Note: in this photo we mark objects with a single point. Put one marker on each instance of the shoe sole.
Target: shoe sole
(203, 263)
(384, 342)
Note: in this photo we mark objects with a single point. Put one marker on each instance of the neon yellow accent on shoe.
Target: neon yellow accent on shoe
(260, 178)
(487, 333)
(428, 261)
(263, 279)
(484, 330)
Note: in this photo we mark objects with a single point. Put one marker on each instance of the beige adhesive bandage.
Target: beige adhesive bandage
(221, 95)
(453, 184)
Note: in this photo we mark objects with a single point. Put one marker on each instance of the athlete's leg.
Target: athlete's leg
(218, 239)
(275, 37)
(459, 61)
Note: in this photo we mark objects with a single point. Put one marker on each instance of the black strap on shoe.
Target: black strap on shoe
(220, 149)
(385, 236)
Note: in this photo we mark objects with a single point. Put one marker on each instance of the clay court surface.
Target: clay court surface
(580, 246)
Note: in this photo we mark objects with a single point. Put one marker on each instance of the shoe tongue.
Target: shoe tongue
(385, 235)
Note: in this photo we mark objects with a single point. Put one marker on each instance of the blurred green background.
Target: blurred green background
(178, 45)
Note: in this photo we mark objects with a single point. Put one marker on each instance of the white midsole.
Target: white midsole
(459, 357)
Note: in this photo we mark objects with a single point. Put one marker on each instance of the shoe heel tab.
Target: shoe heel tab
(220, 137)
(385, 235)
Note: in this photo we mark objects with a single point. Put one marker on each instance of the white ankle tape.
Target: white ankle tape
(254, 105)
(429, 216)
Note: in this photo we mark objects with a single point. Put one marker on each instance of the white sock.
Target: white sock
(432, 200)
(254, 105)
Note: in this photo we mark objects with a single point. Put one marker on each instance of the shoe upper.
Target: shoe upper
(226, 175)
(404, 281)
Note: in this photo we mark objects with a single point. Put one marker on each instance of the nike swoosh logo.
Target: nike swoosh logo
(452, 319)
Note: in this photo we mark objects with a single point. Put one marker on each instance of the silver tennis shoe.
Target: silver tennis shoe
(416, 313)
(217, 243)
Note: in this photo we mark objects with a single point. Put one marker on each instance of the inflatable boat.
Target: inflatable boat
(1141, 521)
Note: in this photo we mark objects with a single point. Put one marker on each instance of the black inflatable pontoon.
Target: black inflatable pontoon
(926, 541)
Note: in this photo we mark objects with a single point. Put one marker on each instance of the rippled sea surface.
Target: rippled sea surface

======

• _TASK GOAL_
Type the whole listing again, unaltered.

• _RESULT_
Note: in this photo we mark objects with a single point. Put one marker on each instance of the shoe sole.
Target: shoe sole
(203, 263)
(384, 342)
Note: in this photo we mark objects with a single point. Put one marker on each instance of the neon yellow accent on shoe.
Target: neon yellow accent on shoe
(260, 178)
(487, 333)
(428, 261)
(263, 279)
(484, 330)
Note: in this photo we mark objects with a single point. Put one marker on each instance of the beige adhesive bandage.
Target: beige adhesive bandage
(221, 95)
(453, 184)
Note: in this photo we mark objects with a single point. Put one marker on each instance of the athlete's leg.
Target: athlete's leg
(218, 239)
(275, 37)
(459, 61)
Note: in this photo we mark objects with a single point. Put one marker on each instance of the black strap on shoe.
Target: black strap on shoe
(220, 149)
(385, 236)
Note: in this photo we mark objects with a single point. Put one marker on each instance of the clay court surface.
Target: clay court surface
(580, 246)
Note: in this photo we mark objects with a single point. Put one marker on each instance of the shoe tongue.
Target: shoe tongue
(385, 235)
Note: in this photo we mark objects with a single point. Put one marker on each instance of the blurred green background.
Target: blurred green background
(178, 45)
Note: in this photo we mark objects with a single point. Put one marker on each instance of the white midsole.
Target: white midsole
(459, 357)
Note: in this photo we mark objects with a single point. Put one marker on each instance of the shoe heel tab.
Target: shoe heel tab
(220, 137)
(385, 235)
Note: in this photo we mark objects with a single point. Put one marker on each instance of the white ankle tape.
Target: white ankle tape
(254, 105)
(429, 216)
Note: in this photo we mark objects with a single point. Put one marker on each instance of the white sock.
Target: white sock
(432, 200)
(254, 105)
Note: in this photo we mark objects with a single point. Put one marker on each instance of the shoe upper.
Target: shoe upper
(226, 175)
(404, 281)
Note: in this photo we mark objects with a single point. Put one marker on each instance of the nike swoosh logo.
Target: nike swoosh logo
(452, 319)
Note: in this photo we mark objects with a single point. Put one marker on each instance of the silver tennis shoe.
Target: silver tennis shoe
(416, 313)
(217, 243)
Note: in this photo we mark objects with a single point. Put one marker on each instance of the inflatable boat.
Target: inflatable boat
(1141, 521)
Note: in this photo we mark objects with a single point. Put one marker on each instance of the black inflatable pontoon.
Target: black inflatable pontoon
(926, 541)
Note: in this photo we mark objects with a single point. Put one marker on each instance of the rippled sea surface.
Target: rippled sea surface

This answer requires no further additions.